**Task goal**
Reproduce the following records verbatim, omitting the pictures from your answer.

**Records supplied**
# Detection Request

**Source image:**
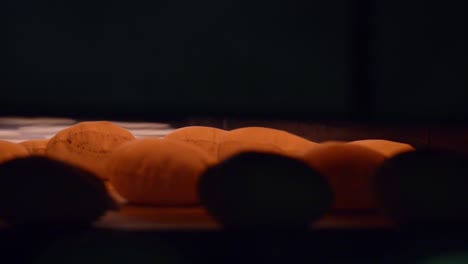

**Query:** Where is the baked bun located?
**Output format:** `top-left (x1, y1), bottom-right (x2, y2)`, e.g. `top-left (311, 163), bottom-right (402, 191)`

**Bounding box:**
top-left (349, 139), bottom-right (414, 158)
top-left (198, 152), bottom-right (333, 229)
top-left (375, 149), bottom-right (468, 230)
top-left (221, 127), bottom-right (318, 157)
top-left (0, 140), bottom-right (29, 163)
top-left (164, 126), bottom-right (227, 159)
top-left (107, 139), bottom-right (215, 206)
top-left (0, 156), bottom-right (116, 229)
top-left (45, 121), bottom-right (135, 180)
top-left (19, 139), bottom-right (49, 155)
top-left (303, 143), bottom-right (385, 212)
top-left (217, 140), bottom-right (286, 161)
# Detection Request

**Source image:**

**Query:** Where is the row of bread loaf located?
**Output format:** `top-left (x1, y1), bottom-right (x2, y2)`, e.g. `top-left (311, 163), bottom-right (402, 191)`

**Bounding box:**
top-left (0, 121), bottom-right (413, 212)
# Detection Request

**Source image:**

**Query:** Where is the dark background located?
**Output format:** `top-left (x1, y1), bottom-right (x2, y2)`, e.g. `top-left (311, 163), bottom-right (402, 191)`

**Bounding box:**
top-left (0, 0), bottom-right (468, 122)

**Exercise output**
# Detection Request

**Source image:**

**Query:** Where is the baked bun located?
**Output format:** `top-left (x1, y1), bottom-right (x2, y2)`, e.g. `top-left (311, 163), bottom-right (402, 191)`

**Bounding box:**
top-left (349, 139), bottom-right (414, 158)
top-left (198, 152), bottom-right (333, 229)
top-left (375, 149), bottom-right (468, 230)
top-left (221, 127), bottom-right (318, 157)
top-left (0, 140), bottom-right (29, 163)
top-left (164, 126), bottom-right (227, 159)
top-left (107, 139), bottom-right (215, 206)
top-left (0, 156), bottom-right (116, 229)
top-left (45, 121), bottom-right (135, 180)
top-left (19, 139), bottom-right (49, 155)
top-left (303, 143), bottom-right (385, 212)
top-left (217, 140), bottom-right (286, 161)
# Detection Request

**Source image:**

**Query:** Where is the row of bread loaf located?
**Output format:** `top-left (x1, y1), bottom-right (x2, y2)`, e.g. `top-left (311, 163), bottom-right (402, 191)`

**Bounding box:**
top-left (0, 121), bottom-right (413, 212)
# Detection Request

**Source image:**

**Query:** Where is the dark background located?
**Output format:** `top-left (x1, y1), bottom-right (x2, y2)`, e.g. `top-left (311, 163), bottom-right (402, 191)`

**Bounding box:**
top-left (0, 0), bottom-right (468, 122)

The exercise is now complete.